Skip to main content
HomeTutorialsSQL

SQL Interface within JupyterLab

Learn how to use and modify SQL tables within JupyterLabs.
Updated Jul 2019  · 7 min read

Jupyter Notebooks are an essential part of any Data Science workflow, so much so that many of the organizations like Netflix find them indispensable. The browser-based computing environment, coupled with reproducible document format, has made them the de-facto choice of millions of data scientists and researchers around the globe. Jupyter boasts of a great international community coming from almost every country on earth. The community themselves has developed a lot of kernels.

Jupyter Lab is the next-generation user interface for Project Jupyter offering all the familiar building blocks of the classic Jupyter Notebook like the notebook, terminal, text editor, file browser, rich outputs, etc. However, unlike the classic notebooks, all these features are provided in a flexible and powerful user interface. The basic idea of the Jupyter Lab is to bring all the building blocks that are in the classic notebook, plus some new stuff, under one roof.

jupyter

JupyterLab showing its work area with notebooks, text files, terminals, and notebook outputs all capable of interacting with each other.

Let’s first get Jupyter Lab installed and running on our systems.

Installation

JupyterLab can be installed using conda, pip, or pipenv.

conda install -c conda-forge jupyterlab
or
pip install jupyterlab
or
pipenv install jupyterlab
pipenv shell

Have a look at the official installation documentation for more details.

Starting JupyterLab

You can start Jupyter by simply typing the following in the console:

jupyter lab

JupyterLab will open automatically open in the browser with an interface resembling the one below. This means everything is in place, and you are good to go.

main work area

The main work area is the place where the actual activity takes place. It comprises of the notebooks, documents, consoles, terminals, etc. Just double click or drag a file on to this area to start working.

SQL Interface to JupyterLab

jupyter

Most of the times, the data that we work with is stored in files called databases, and an essential task of a Data Scientist is to be able to access data from databases and then analyze it. Therefore it is a great idea to have a seamless interface between SQL databases and Jupyter Notebook/Lab so that accessing and manipulating data becomes easier and more efficient. This interface can be achieved in two possible ways:

1. Using IPython SQL Magic extension

Magic commands are a set of convenient functions in Jupyter Notebooks that are designed to solve some of the common problems in standard data analysis. You can see all of the available magics with the help of %lsmagic.

☆ ☆ ☆ ☆ ☆

◆ WORK INSTRUCTION 1:
List the building blocks of the classic Jupyter Notebook that the JupyterLab tutorial names as familiar parts offered in JupyterLab.
◆ WORK INSTRUCTION 2:
Extend the JupyterLab tutorial, starting right after its last sentence.
The material after this point comes from a separate source.

☆ ☆ ☆ ☆ ☆

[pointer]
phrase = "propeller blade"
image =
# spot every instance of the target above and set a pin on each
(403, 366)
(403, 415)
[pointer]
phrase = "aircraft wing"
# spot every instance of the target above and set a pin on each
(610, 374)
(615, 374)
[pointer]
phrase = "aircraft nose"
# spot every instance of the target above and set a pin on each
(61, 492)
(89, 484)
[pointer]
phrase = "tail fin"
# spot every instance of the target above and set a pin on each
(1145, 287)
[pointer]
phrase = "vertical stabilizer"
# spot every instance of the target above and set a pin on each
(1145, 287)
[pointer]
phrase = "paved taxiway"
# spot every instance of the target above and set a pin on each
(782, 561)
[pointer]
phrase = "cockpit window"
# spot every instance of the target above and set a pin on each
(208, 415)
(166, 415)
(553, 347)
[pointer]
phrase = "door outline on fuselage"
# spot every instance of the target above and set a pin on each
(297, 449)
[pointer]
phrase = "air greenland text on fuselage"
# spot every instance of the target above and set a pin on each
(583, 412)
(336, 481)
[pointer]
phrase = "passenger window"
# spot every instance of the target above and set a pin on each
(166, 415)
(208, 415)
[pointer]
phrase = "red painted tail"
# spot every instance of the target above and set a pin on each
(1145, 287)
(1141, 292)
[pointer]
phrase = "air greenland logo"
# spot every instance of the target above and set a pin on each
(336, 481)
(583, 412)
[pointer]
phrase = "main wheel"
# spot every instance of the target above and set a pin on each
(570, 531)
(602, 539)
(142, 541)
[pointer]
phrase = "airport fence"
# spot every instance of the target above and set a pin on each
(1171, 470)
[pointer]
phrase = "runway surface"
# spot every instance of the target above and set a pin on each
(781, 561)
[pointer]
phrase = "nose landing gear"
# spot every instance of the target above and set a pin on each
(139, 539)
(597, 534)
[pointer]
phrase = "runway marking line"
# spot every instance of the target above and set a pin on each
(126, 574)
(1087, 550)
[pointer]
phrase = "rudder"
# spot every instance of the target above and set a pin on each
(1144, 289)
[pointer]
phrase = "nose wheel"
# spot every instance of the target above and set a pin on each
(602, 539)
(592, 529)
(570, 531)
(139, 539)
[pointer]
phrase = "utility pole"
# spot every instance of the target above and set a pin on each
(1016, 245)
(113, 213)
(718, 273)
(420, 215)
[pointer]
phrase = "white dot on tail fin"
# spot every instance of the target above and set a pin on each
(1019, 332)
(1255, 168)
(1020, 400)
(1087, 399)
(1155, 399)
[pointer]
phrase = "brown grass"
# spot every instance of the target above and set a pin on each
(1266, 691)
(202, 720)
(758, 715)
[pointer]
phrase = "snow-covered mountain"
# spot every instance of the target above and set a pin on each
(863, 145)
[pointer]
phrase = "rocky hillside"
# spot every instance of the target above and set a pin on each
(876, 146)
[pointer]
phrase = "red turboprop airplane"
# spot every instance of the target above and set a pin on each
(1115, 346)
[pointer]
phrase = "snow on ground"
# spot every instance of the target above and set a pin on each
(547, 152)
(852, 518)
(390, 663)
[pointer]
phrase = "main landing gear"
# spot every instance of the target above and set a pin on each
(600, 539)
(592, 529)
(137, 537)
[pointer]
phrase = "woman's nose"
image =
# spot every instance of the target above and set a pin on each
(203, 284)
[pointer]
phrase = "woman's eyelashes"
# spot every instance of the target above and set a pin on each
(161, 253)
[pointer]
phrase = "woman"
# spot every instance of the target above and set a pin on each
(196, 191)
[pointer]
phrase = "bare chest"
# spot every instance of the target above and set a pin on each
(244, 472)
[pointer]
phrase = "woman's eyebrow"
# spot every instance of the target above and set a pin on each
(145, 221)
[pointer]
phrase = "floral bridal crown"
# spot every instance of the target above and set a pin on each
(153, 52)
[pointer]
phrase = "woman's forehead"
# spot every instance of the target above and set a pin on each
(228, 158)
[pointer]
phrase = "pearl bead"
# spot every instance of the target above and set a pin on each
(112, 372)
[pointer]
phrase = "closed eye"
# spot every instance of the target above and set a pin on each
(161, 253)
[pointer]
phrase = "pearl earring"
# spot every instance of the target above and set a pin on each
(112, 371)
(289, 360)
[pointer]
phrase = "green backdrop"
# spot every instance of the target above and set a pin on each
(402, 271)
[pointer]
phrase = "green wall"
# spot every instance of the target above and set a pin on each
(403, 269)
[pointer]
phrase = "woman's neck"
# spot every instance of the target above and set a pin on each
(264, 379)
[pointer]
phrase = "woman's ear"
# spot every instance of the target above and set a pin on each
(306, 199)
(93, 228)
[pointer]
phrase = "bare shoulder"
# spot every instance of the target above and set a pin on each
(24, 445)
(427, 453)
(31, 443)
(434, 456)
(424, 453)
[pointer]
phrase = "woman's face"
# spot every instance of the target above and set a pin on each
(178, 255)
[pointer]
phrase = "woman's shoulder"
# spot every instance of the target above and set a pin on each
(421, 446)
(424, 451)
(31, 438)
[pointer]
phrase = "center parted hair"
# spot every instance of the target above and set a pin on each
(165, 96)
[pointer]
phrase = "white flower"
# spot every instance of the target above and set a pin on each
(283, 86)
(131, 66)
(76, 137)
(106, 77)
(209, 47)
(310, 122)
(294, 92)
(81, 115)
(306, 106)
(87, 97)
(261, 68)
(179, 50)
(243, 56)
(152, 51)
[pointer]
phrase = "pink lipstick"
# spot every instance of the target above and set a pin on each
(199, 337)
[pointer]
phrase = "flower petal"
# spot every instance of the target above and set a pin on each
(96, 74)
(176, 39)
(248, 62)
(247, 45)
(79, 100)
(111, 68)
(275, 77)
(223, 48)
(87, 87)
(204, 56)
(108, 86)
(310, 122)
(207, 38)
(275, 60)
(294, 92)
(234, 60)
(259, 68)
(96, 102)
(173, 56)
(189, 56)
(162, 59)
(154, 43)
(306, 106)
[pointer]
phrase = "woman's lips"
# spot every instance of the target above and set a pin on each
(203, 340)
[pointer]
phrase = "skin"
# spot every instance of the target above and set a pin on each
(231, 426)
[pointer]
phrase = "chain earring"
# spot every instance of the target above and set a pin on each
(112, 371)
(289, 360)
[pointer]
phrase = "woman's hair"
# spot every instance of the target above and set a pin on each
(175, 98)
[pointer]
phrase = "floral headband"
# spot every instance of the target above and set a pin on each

☆ ☆ ☆ ☆ ☆

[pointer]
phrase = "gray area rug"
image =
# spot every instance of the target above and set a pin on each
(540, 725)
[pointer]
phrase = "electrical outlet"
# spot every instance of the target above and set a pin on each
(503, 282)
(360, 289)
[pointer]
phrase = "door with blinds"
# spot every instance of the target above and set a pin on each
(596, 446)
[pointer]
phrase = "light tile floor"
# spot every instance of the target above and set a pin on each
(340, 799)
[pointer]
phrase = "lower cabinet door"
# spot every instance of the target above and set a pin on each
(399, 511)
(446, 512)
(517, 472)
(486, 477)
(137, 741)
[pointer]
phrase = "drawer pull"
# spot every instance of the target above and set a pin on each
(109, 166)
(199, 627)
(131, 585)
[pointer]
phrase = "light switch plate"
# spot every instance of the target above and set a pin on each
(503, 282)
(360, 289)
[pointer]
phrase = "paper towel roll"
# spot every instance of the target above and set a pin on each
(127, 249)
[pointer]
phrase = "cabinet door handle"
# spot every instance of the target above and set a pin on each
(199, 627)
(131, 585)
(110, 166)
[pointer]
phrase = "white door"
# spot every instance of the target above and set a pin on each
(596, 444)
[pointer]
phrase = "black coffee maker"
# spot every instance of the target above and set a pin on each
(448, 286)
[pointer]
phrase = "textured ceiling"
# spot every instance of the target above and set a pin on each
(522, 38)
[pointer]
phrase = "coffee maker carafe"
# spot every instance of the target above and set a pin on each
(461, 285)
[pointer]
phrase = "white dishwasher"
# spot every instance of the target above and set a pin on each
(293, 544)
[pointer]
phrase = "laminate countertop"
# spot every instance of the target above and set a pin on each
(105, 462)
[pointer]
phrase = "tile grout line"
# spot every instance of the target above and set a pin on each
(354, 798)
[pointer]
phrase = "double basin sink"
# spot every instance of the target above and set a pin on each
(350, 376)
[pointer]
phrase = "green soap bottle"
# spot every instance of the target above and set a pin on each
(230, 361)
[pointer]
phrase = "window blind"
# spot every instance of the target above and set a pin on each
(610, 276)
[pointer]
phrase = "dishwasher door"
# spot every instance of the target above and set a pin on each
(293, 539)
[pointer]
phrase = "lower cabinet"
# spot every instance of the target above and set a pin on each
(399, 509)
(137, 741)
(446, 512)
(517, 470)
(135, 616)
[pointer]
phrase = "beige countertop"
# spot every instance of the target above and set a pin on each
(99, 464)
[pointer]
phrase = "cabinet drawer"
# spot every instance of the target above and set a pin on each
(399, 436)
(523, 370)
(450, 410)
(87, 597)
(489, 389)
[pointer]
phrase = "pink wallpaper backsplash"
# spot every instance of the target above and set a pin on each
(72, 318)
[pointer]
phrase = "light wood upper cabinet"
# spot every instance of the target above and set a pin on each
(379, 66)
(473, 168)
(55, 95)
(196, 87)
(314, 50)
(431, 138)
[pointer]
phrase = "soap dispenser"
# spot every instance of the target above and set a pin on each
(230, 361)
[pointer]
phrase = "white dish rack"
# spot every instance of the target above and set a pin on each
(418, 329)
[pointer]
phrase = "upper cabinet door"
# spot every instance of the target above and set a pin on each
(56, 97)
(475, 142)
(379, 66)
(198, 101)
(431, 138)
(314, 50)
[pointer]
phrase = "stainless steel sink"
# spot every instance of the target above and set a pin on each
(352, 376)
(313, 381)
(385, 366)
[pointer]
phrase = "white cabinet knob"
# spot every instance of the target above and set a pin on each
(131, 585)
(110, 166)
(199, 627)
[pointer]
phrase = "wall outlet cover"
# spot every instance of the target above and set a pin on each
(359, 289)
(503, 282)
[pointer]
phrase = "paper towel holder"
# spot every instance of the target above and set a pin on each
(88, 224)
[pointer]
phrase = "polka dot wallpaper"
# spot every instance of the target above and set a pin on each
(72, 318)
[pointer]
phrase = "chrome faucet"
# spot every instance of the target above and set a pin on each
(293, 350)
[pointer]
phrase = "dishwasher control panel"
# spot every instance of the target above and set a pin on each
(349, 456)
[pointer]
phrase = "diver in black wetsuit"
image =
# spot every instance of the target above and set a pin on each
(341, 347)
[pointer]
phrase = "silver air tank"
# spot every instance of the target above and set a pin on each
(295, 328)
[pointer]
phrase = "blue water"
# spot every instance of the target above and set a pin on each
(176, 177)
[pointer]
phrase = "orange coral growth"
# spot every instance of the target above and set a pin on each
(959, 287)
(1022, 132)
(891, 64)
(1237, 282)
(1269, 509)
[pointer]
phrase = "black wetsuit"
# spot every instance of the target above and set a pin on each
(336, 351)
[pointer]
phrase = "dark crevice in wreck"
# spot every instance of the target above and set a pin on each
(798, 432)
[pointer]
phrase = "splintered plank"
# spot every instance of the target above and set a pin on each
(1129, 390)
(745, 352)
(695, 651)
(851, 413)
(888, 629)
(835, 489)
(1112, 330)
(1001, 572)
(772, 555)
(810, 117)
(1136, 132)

☆ ☆ ☆ ☆ ☆

◆ TASK RESULT 1:
Notebook, terminal, text editor, file browser, rich outputs

◆ TASK RESULT 2:
IPython SQL magic extension makes it possible to write SQL queries directly into code cells as well as read the results straight into pandas DataFrames (Source). This works for both the traditional notebooks as well as the modern Jupyter Labs.

Installing SQL module in the notebook

 !pip install ipython-sql

Loading the SQL module

 %load_ext sql

The above magic command loads the ipython-sql extension. We can connect to any database which is supported by SQLAlchemy. Here we will connect to a SQLite database. Enter the following command in the code cell:

%sql sqlite://

If you get the output as ‘Connected: @None', this means the connection has been established.

  • Creating a database

Finally, we create a demo table called EMPLOYEES to showcase the function.

%%sql
CREATE TABLE EMPLOYEE(firstname varchar(50),lastname varchar(50));
INSERT INTO EMPLOYEE VALUES('Tom','Mitchell');
INSERT INTO EMPLOYEE VALUES('Jack','Ryan');

We can now execute queries on our database.

 %sql SELECT * from EMPLOYEE;
 ----------------------------------
 * sqlite://
 Done. 

The above query outputs the following table.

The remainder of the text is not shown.